_The input:_
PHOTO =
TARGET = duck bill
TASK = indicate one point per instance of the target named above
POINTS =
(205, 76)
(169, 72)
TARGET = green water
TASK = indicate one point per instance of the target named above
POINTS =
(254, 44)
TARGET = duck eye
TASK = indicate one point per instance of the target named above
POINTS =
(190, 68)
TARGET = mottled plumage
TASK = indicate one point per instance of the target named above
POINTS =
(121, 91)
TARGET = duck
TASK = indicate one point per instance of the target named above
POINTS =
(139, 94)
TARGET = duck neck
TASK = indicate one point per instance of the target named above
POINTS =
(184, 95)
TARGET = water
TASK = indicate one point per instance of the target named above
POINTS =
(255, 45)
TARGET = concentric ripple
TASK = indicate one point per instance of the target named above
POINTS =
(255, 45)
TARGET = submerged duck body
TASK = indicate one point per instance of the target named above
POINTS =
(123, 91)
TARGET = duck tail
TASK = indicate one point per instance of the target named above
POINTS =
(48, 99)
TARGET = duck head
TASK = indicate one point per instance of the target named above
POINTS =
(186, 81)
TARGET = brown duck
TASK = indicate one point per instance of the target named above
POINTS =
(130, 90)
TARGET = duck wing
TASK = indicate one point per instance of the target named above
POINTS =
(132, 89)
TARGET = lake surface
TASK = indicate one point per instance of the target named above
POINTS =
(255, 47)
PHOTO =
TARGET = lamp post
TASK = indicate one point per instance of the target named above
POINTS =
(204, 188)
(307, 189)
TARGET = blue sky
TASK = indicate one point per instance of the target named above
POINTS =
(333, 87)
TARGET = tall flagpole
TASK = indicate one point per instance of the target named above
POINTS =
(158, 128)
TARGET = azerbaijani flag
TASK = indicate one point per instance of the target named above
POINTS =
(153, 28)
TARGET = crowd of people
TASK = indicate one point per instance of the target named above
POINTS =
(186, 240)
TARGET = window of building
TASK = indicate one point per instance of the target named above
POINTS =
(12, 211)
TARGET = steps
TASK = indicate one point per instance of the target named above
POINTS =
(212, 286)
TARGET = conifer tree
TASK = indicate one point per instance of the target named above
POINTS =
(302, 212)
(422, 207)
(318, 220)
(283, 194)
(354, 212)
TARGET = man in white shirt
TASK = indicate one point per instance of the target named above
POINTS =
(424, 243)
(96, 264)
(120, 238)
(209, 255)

_Exercise:_
Reproduce all the data word for word.

_Result below:_
PHOTO =
TARGET = duck bill
TASK = indicate one point per instance of the target named above
POINTS =
(205, 76)
(169, 72)
TARGET = green water
TASK = indicate one point per instance of the target named above
POINTS =
(254, 44)
TARGET = duck eye
TASK = indicate one point per instance of the target named above
POINTS =
(190, 68)
TARGET = mottled plumage
TASK = indicate one point per instance of the target named above
POINTS =
(121, 91)
TARGET = duck
TASK = indicate one point per instance of the target named above
POINTS =
(139, 94)
TARGET = duck neck
TASK = indicate one point per instance of the target named above
POINTS =
(184, 95)
TARGET = water
TASK = indicate one point per instance of the target named above
POINTS =
(255, 45)
TARGET = concentric ripple
TASK = indicate one point per instance of the target named above
POINTS =
(255, 45)
TARGET = submerged duck body
TASK = indicate one point per instance of the target named above
POINTS =
(123, 91)
TARGET = duck tail
TASK = indicate one point per instance of the target named above
POINTS =
(48, 99)
TARGET = duck head
TASK = indicate one point per instance of the target named above
POINTS =
(186, 81)
TARGET = brown duck
TASK = indicate one point per instance of the target named above
POINTS =
(130, 90)
TARGET = duck wing
TASK = indicate one point per instance of the target named above
POINTS =
(132, 89)
TARGET = lake surface
TASK = indicate one point per instance of the target named above
POINTS =
(255, 47)
PHOTO =
TARGET = lamp post
TASK = indicate one point per instance of the target named above
POINTS =
(204, 188)
(307, 189)
TARGET = blue sky
TASK = indicate one point per instance of the target named above
POINTS =
(333, 87)
TARGET = tall flagpole
TASK = indicate one point per instance of the target named above
POINTS =
(158, 128)
TARGET = azerbaijani flag
TASK = indicate one point per instance of the target named above
POINTS =
(153, 28)
TARGET = crowd of people
TASK = indicate one point per instance of the target named above
POINTS =
(186, 240)
TARGET = window of building
TASK = indicate one point per instance of the target named above
POINTS =
(12, 211)
TARGET = steps
TASK = indicate one point per instance of the target named above
POINTS =
(212, 286)
TARGET = conifer tree
TASK = indicate one point per instance of the target named above
POINTS =
(302, 212)
(422, 207)
(318, 220)
(283, 194)
(354, 212)
TARGET = man in white shirt
TASK = indicate one point per instance of the target named above
POINTS =
(424, 243)
(96, 264)
(120, 238)
(209, 255)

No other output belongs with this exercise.